━━━━━ GIVEN INFORMATION ━━━━━

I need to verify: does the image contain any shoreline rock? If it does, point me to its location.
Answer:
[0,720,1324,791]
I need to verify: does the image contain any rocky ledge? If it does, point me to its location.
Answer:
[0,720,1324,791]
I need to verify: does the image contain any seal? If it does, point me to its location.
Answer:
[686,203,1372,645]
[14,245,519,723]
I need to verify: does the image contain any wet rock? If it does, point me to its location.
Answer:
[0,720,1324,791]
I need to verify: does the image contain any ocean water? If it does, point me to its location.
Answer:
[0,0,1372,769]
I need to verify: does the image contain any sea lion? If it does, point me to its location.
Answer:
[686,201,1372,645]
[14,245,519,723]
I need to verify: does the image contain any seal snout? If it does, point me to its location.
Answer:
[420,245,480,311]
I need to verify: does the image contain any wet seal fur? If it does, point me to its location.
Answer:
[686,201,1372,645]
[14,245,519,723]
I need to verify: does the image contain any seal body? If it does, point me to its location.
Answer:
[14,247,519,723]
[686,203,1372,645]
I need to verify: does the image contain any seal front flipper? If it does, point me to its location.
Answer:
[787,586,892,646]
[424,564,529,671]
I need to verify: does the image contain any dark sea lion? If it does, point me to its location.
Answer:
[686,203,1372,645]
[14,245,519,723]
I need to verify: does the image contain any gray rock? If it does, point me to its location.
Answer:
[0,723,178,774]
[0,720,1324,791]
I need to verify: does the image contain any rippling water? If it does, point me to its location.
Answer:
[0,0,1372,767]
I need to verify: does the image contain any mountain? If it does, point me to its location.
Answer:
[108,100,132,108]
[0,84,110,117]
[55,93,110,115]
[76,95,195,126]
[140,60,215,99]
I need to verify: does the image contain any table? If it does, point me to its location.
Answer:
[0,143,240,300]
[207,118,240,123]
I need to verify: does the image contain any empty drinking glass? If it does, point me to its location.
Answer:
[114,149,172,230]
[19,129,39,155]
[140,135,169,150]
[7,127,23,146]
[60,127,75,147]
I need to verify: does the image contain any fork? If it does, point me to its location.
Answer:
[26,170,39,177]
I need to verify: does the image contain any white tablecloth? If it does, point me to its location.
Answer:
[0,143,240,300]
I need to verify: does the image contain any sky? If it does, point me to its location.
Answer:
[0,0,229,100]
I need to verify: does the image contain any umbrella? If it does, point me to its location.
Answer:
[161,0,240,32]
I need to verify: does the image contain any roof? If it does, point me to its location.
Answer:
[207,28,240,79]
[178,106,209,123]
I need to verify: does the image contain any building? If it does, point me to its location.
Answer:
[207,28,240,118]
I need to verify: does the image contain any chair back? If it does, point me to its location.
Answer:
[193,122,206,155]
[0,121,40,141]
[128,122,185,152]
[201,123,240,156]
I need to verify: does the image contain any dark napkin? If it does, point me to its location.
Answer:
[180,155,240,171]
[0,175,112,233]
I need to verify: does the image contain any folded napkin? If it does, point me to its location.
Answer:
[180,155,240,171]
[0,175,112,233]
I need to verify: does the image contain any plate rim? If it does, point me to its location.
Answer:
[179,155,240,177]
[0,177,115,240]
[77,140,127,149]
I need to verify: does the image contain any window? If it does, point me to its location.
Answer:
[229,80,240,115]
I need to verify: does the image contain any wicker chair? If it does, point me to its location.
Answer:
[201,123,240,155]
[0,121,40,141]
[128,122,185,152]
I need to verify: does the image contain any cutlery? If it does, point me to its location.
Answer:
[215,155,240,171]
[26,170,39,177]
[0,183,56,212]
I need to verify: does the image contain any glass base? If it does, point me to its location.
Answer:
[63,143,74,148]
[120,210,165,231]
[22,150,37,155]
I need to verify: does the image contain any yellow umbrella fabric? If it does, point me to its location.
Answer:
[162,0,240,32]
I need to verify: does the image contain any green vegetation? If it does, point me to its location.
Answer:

━━━━━

WHAT IS REQUIRED
Write out, in full, every line of the listing above that contains the word "umbrella".

FINISHED EXERCISE
I need to verify: does the image contain any umbrella? If it does, point me to its location.
I need to verify: does the image contain any yellow umbrella fabric? If it does, point me to its location.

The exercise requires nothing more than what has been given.